You're right: obvious! Thanks, I'd give you too the accepted answer, but I can't. Sorry ;) –  Surfer on the fall Jun 23 '12 at 16:45

In fact, suppose that $\alpha$ is a root of a monic polynomial with rational coefficients, $$m(x) = x^n + a_{n-1}x^{n-1}+\cdots + a_1x + a_0,\qquad a_i\in\mathbb{Q}.$$ Then $$\mathbb{Q}[\alpha]=\{p(\alpha)\mid p(x)\in\mathbb{Q}[x]\}$$ is a field. Moreover, $$\mathbb{Q}[\alpha] = \{q(\alpha)\mid q(x)\in\mathbb{Q}[x],\text{ and }q(x)=0\text{ or }\deg(q)\lt n\}.$$

(Your problem is the special case of $\alpha$ being a root of $x^2-2$).

Proof. First, note that that if $q_1(x) \equiv q_2(x)\pmod{m(x)}$, then there exists a polynomial $t(x)$ such that $m(x)t(x) = q_1(x)-q_2(x)$. Evaluating at $\alpha$, we have that $q_1(\alpha) - q_2(\alpha) = m(\alpha)t(\alpha) = 0$. Hence $q_1(\alpha)=q_2(\alpha)$. Thus, for every polynomial $p(x)\in\mathbb{Q}[x]$, there is a polynomial $q(x)$ with $q=0$ or $\deg(q)\lt \deg(m)$ (namely, the remainder when dividing $p(x)$ by $m(x)$) such that $q(\alpha)=p(\alpha)$. Thus, we get the second equality asserted above.

═══

* Stated exercise
In the proof about the field Q[α] above, why is every value p(α) equal to q(α) for some polynomial q that is zero or has degree less than that of m(x)? Answer in one to three sentences.

* Data provided
═══

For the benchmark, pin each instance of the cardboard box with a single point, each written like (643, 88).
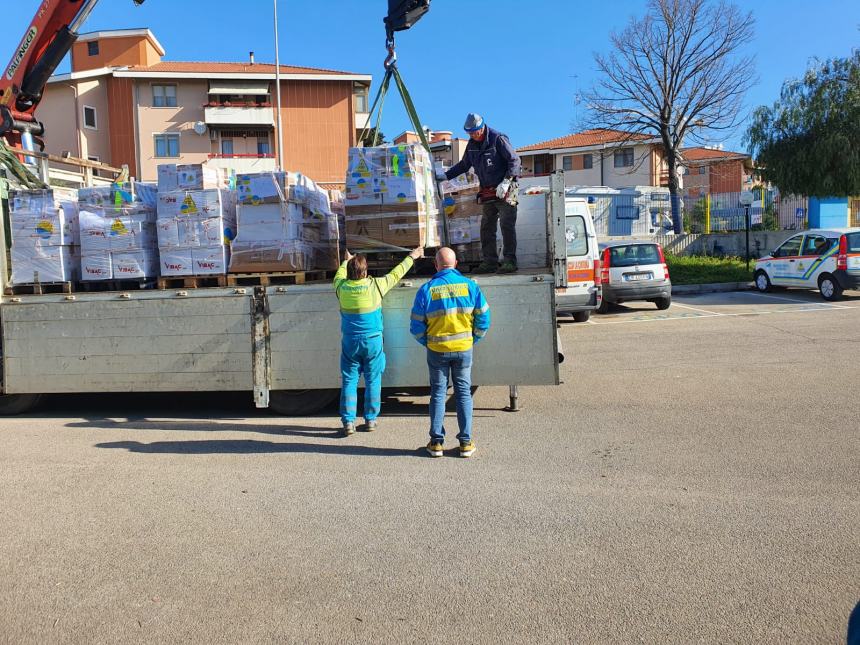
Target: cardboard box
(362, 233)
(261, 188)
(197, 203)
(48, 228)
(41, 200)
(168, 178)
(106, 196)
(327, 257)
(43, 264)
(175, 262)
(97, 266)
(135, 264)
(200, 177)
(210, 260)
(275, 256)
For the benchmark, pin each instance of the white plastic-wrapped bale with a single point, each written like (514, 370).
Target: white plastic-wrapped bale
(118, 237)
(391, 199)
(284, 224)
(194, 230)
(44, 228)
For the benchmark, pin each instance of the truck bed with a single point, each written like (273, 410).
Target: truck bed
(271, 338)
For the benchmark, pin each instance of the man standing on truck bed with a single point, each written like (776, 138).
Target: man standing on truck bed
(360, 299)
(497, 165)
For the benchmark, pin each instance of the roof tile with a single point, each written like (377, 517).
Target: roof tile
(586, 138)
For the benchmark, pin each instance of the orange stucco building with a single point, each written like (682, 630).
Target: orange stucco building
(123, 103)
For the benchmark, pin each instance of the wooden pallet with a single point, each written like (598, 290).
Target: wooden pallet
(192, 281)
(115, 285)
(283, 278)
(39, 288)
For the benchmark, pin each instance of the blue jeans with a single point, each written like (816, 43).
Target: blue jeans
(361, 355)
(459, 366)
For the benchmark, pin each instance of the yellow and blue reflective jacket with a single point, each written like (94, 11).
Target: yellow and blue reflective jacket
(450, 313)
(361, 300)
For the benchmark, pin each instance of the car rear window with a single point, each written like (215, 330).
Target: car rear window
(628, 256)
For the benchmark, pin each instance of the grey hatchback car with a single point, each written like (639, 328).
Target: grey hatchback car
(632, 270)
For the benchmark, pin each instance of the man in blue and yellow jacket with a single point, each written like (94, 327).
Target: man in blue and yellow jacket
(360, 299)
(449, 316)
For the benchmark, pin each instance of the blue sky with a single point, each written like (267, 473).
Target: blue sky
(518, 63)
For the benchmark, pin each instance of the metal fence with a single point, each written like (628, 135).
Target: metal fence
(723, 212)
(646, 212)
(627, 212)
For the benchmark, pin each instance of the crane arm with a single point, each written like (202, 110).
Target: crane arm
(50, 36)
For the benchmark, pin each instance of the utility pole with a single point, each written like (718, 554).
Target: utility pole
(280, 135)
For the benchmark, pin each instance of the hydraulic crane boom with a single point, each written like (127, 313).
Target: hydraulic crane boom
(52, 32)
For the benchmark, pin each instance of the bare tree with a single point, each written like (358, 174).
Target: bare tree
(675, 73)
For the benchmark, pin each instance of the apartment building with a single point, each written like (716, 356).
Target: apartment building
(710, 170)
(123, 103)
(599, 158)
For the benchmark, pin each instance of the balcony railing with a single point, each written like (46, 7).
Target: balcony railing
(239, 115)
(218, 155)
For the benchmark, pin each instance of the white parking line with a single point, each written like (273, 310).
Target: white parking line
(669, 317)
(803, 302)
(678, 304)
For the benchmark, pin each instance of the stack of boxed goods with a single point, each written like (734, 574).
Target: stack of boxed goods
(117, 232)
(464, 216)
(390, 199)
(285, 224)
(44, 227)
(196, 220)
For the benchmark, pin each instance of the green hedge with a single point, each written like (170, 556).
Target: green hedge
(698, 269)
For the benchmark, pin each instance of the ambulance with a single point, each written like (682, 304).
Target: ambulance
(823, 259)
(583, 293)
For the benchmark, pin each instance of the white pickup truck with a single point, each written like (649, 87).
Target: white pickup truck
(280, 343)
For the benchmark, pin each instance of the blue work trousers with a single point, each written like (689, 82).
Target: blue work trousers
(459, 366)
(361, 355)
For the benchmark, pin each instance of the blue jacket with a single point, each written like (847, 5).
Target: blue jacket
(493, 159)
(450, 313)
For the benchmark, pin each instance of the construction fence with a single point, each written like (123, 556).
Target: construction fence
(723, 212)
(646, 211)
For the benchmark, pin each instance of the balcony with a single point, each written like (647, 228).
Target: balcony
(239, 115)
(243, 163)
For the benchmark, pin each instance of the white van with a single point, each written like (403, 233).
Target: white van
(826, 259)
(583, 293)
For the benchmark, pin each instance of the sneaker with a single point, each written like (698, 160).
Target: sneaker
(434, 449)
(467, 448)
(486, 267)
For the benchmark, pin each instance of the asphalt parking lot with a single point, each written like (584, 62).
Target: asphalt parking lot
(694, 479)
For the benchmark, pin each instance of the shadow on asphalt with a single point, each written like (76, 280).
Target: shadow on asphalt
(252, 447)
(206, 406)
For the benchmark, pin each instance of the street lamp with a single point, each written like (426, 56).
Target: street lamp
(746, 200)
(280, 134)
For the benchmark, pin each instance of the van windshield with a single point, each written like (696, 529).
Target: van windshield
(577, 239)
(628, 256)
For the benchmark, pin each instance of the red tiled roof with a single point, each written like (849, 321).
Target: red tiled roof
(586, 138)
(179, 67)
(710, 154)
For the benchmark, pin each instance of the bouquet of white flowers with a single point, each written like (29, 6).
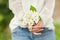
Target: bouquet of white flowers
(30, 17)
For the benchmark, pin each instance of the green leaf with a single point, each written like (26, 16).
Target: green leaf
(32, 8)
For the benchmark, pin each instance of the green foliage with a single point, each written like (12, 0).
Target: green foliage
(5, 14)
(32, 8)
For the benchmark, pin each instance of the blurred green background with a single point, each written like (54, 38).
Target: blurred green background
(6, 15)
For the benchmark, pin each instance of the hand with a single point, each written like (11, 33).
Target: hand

═══

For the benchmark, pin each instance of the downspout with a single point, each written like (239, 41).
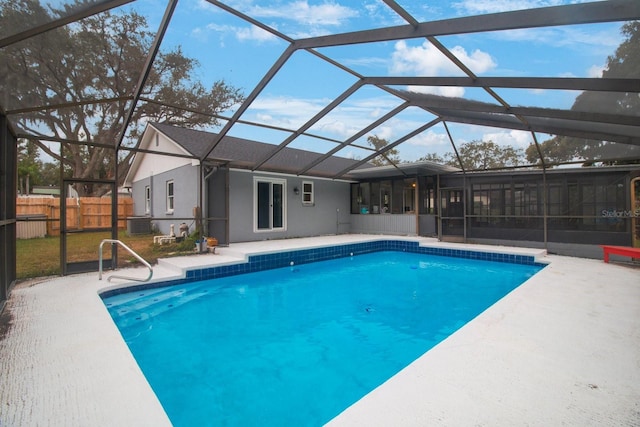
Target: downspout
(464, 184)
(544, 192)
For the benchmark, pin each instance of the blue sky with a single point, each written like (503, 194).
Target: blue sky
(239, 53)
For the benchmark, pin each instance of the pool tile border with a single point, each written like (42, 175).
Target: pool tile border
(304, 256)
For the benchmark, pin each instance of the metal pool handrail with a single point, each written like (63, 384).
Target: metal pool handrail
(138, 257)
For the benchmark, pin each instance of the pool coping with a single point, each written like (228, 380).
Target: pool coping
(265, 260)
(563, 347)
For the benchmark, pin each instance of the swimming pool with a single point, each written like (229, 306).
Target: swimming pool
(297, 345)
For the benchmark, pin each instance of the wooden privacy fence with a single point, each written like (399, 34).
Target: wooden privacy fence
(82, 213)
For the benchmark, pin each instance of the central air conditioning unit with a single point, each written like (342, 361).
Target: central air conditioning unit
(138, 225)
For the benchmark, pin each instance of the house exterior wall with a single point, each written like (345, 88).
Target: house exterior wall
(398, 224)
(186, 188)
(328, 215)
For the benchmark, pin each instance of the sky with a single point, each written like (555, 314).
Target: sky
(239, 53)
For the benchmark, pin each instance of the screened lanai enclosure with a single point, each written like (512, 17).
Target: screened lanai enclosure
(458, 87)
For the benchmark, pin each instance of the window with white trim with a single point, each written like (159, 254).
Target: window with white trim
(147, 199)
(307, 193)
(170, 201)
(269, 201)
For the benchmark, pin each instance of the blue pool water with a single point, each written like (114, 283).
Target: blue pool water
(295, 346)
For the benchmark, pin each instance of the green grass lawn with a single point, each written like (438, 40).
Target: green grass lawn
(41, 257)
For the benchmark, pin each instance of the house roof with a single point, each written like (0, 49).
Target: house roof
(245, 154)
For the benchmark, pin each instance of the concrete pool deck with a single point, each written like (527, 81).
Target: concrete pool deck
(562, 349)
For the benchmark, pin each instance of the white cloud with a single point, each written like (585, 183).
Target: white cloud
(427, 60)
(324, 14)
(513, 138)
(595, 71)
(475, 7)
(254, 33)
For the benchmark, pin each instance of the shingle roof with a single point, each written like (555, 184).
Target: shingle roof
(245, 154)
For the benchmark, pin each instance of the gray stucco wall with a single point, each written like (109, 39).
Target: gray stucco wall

═══

* Exercise result
Let q(x) be the remainder of p(x) divided by m(x). Then q is zero or has lower degree than m, and p(x) − q(x) = m(x)t(x) for some polynomial t(x). Evaluating at α gives p(α) − q(α) = m(α)t(α) = 0 because α is a root of m(x), so q(α) = p(α).